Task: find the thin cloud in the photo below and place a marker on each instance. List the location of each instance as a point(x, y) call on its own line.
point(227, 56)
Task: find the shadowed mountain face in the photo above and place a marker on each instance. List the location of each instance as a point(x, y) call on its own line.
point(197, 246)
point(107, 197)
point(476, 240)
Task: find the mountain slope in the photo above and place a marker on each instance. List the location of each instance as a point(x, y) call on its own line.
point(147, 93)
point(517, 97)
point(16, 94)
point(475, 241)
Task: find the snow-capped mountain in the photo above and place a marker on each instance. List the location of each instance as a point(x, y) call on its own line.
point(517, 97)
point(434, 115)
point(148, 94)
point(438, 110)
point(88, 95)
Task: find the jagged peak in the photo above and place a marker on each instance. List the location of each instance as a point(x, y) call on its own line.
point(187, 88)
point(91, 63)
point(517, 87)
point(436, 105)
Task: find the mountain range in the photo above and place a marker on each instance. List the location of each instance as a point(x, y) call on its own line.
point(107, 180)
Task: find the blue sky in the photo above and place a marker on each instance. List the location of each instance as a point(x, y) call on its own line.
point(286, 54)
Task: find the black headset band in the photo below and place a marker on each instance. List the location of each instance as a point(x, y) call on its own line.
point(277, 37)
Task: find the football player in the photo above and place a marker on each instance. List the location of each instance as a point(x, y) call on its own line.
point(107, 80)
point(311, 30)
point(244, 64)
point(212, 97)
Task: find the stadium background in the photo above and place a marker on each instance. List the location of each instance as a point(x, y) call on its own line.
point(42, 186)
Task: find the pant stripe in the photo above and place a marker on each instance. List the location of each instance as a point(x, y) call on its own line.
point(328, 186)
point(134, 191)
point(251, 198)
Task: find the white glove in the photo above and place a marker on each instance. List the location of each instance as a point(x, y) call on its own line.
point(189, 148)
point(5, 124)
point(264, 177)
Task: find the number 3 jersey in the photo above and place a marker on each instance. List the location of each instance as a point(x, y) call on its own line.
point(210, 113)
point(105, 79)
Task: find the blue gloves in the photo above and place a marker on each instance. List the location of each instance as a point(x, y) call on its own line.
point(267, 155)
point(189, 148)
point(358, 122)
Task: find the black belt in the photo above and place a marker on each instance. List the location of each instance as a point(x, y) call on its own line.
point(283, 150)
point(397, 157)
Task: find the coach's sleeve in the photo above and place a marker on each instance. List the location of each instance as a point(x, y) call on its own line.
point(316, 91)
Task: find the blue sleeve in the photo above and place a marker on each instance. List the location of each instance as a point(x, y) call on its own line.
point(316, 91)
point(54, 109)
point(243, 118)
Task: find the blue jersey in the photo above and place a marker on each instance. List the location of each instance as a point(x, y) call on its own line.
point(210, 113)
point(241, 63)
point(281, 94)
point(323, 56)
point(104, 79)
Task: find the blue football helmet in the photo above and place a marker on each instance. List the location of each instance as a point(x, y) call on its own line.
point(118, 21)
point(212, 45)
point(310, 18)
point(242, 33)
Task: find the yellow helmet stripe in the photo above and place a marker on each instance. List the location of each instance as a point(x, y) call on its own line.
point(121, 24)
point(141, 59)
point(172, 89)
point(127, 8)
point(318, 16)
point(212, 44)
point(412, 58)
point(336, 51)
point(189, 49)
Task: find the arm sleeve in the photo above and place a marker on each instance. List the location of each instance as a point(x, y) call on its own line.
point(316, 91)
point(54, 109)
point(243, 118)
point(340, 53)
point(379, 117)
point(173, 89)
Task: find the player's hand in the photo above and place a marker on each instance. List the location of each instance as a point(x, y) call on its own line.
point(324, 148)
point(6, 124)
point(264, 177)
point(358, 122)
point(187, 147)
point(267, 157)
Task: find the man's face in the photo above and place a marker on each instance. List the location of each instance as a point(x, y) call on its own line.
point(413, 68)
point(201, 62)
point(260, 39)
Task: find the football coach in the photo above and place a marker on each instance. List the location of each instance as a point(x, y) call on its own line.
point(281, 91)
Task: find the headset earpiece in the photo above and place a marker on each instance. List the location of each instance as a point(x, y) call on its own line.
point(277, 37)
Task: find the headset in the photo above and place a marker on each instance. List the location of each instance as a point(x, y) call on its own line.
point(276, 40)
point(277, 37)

------------------------------------

Change "marker" to "pin" in the stretch of data from the start through the line containing "point(107, 180)", and write out that stretch again with everything else left as it is.

Task: find the thin cloud in the photo below and place a pin on each instance. List the location of each instance as a point(x, y) call on its own line.
point(227, 56)
Task: find the shadowed mountain face in the photo above and place a pin on each instance. List the location of each instance as a point(x, y) call on its own line.
point(197, 246)
point(107, 197)
point(476, 240)
Task: find the mountain slope in the photo above and place a pin on each instance. List the location of each instance as a point(x, y) call on its own line.
point(147, 93)
point(517, 97)
point(16, 94)
point(475, 241)
Task: find the snow-capped mountain in the photo above and place a pin on each instance. List the location of each instance as a point(x, y) call on its own line.
point(517, 97)
point(434, 115)
point(148, 94)
point(438, 110)
point(88, 95)
Task: find the jagged peak in the photo above and place a pin on each instance. List the location of each instance as a point(x, y) call on its own line.
point(187, 88)
point(91, 63)
point(517, 87)
point(436, 105)
Task: find the mountain range in the photo above and place a pin on each instance. List the location of each instance as a point(x, y) call on its own line.
point(107, 180)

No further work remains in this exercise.